> [Exercise 1]:
In the text about OSGATA and the NOSB meeting, rewrite the part from "Washington, ME, April" to "in the organic industry.", changing "La Jolla" to "San Diego".
> [Exercise 2]:
According to the text about OSGATA and the NOSB meeting, which act established the NOSB?
> [Exercise 3]:
Pick up the text about OSGATA and the NOSB meeting after its last sentence and continue writing it.
[Opening Text provided section]
Washington, ME, April 27, 2015 - This week Organic Seed Growers and Trade Association (OSGATA)− the farmer-led membership trade organization which develops, protects, and promotes the organic seed trade and its farmers− is sending a representative to attend the four-day meeting of the National Organic Standards Board (NOSB) to be held in La Jolla, CA. OSGATA President Jim Gerritsen will testify on behalf of OSGATA's membership about the critical need to maintain integrity in the organic industry.
The NOSB was established as the official liaison between the organic community and organic industry regulators at the U.S. Department of Agriculture (USDA) through Congress's adoption of the Organic Foods Production Act of 1990 (OFPA). Many organic stakeholders feel the single greatest duty of the NOSB is to safeguard the integrity of the organic food.
"OSGATA takes very seriously its responsibility to help protect the organic community," said longtime Maine certified organic seed farmer, Jim Gerritsen, OSGATA president. "The twice yearly public meetings of the National Organic Standards Board are the best opportunity for us to express our support for the NOSB and to provide the NOSB with guidance on policy issues critical to maintaining organic integrity and therefore the true interests of organic consumers."
|Jim Gerritsen, OSGATA President.|
OSGATA has provided to the citizen-advisory NOSB input on myriad matters of organic integrity− from protecting certified organic seed and certified organic food crops from contamination by genetically engineered (GE) crops, to the role of USDA in accepting guidance from NOSB regarding challenges faced by the organic industry.
[Closing Text provided section]
[Opening Entries provided section]
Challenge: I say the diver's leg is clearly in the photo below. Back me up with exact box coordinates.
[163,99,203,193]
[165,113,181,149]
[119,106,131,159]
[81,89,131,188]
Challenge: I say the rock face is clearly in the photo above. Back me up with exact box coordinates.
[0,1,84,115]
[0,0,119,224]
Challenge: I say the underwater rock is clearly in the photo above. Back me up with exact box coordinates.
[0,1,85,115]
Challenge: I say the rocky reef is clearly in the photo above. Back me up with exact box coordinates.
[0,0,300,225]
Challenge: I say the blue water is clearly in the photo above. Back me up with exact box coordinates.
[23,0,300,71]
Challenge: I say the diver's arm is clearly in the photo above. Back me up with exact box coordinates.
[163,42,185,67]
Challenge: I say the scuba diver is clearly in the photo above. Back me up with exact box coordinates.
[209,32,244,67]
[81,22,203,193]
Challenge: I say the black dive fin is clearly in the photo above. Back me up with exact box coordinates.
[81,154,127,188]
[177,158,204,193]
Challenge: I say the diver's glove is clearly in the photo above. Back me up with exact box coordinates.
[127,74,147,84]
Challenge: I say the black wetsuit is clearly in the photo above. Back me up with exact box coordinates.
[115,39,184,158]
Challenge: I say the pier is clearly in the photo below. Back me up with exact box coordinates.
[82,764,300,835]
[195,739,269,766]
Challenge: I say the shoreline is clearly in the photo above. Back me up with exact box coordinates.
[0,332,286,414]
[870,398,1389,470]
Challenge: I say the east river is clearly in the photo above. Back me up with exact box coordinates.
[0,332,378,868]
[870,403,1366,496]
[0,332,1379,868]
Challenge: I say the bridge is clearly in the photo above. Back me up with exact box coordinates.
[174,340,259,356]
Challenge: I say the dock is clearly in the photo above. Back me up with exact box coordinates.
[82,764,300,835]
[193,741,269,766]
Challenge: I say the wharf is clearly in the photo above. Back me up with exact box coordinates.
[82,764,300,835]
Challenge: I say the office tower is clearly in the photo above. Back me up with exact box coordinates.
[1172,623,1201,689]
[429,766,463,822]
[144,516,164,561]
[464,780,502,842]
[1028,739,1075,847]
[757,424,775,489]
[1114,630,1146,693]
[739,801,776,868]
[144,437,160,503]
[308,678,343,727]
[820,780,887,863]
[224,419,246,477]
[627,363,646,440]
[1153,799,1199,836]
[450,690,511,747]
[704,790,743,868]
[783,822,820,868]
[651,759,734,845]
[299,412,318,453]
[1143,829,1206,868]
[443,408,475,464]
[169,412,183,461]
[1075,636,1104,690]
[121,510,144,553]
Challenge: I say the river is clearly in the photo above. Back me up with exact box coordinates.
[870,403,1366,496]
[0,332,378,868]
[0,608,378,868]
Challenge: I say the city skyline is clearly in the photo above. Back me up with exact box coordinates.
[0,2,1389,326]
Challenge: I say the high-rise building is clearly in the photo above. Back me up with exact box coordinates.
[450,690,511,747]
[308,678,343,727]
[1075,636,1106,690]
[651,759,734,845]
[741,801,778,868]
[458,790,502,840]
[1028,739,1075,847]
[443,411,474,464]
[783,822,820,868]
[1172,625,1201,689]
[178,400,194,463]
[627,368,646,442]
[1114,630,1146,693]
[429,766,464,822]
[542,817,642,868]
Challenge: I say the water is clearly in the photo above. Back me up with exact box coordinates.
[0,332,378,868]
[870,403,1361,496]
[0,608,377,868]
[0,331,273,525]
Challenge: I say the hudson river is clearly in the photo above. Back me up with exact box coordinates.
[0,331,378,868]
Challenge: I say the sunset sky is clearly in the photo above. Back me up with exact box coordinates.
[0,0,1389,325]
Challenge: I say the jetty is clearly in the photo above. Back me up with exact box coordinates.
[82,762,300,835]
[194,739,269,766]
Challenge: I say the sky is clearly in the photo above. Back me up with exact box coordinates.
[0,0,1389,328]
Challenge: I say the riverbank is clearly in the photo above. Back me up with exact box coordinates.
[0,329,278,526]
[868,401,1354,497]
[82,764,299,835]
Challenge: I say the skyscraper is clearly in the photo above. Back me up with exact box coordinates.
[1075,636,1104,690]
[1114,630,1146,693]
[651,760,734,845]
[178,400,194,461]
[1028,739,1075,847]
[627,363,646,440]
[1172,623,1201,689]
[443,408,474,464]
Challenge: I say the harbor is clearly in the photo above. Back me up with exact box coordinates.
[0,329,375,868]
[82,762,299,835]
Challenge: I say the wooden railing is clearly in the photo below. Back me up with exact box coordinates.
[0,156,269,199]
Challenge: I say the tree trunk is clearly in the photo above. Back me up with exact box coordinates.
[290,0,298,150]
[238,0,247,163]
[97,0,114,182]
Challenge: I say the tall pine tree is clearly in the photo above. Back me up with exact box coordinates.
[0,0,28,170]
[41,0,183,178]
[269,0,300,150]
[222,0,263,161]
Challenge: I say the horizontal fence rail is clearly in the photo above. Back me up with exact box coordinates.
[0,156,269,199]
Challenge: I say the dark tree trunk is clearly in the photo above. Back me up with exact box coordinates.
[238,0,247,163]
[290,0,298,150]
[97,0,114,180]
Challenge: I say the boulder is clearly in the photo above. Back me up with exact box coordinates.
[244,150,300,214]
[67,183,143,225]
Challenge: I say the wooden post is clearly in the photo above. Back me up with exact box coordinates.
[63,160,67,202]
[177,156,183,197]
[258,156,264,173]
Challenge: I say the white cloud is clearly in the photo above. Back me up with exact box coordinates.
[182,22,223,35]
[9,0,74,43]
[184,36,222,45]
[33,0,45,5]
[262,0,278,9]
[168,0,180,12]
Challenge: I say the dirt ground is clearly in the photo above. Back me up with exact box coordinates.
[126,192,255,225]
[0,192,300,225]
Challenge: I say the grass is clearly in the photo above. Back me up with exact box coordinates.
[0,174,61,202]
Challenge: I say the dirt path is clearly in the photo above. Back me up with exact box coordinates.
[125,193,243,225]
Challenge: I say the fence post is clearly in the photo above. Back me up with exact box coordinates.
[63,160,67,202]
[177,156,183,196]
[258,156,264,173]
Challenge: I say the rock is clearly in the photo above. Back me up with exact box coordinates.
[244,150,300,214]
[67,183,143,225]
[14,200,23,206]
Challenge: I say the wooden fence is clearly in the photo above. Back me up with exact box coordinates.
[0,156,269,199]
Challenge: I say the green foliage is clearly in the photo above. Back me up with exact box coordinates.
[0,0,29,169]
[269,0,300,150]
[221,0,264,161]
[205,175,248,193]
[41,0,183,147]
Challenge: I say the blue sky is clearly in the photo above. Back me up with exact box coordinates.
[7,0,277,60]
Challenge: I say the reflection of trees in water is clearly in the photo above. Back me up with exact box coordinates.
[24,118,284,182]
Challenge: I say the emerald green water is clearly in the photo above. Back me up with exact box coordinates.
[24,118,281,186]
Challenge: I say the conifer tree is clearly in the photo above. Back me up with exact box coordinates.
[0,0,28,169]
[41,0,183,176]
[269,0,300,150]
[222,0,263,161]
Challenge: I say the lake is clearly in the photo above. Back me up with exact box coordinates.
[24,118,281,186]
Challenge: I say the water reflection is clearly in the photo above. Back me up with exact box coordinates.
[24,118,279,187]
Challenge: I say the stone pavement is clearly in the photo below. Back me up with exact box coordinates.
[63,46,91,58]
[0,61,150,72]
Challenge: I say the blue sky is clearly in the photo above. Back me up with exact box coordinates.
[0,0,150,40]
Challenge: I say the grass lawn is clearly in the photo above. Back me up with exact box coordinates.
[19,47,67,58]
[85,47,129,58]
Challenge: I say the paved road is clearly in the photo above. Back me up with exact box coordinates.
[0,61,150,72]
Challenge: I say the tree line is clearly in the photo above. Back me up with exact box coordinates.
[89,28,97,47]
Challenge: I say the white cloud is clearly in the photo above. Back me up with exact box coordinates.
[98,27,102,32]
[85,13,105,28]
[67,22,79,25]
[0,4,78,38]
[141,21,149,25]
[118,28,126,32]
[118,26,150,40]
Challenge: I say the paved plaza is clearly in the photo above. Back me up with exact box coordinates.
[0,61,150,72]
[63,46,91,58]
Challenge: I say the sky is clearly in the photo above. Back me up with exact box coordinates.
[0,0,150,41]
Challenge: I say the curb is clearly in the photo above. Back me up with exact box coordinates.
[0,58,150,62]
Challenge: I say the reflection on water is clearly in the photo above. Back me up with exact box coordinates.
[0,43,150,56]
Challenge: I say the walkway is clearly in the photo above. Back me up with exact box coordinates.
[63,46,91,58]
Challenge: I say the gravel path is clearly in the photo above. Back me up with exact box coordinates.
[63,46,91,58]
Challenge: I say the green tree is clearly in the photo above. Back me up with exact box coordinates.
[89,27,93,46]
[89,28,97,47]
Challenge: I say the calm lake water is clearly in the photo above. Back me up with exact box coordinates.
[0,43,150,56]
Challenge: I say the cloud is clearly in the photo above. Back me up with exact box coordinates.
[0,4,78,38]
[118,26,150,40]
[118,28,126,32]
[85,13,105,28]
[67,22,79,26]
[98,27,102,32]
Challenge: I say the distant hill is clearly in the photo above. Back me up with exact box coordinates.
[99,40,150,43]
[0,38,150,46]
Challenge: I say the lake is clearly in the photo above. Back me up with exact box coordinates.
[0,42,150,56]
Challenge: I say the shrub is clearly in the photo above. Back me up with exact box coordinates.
[Closing Entries provided section]
> [Task answer 1]:
Washington, ME, April 27, 2015 - This week Organic Seed Growers and Trade Association (OSGATA)− the farmer-led membership trade organization which develops, protects, and promotes the organic seed trade and its farmers− is sending a representative to attend the four-day meeting of the National Organic Standards Board (NOSB) to be held in San Diego, CA. OSGATA President Jim Gerritsen will testify on behalf of OSGATA's membership about the critical need to maintain integrity in the organic industry.

> [Task answer 2]:
The Organic Foods Production Act of 1990 (OFPA).

> [Task answer 3]:
Consistent with OSGATA's view of its role in protecting the organic community, OSGATA was one of 15 organic industry stakeholders which recently filed a lawsuit against USDA for a violation of the federal rulemaking process in regard to potentially hazardous and synthetic and prohibited natural substances allowed in organic production.
A September, 2013, change to established procedures for reviewing materials complicates the NOSB role as an oversight agency, as outlined in OFPA.
Importantly, the NOSB regulates allowances of specific synthetic materials in organic based on a determination that these materials do not cause harm to human health and the environment and are necessary in organic food production and processing, given a lack of alternatives. Under the law, a review of these materials takes place on a five-year cycle, with a procedure for re-listing if consistent with OFPA criteria.
Plaintiffs in this case maintain that the OFPA clearly established a public process that creates public trust in the USDA organic label, which has resulted in exponential growth in organic sales over the last two decades. The organic coalition plaintiffs have asked the federal court to require USDA to reconsider its decision on the rule change and reinstitute the agency's customary public hearing and comment process.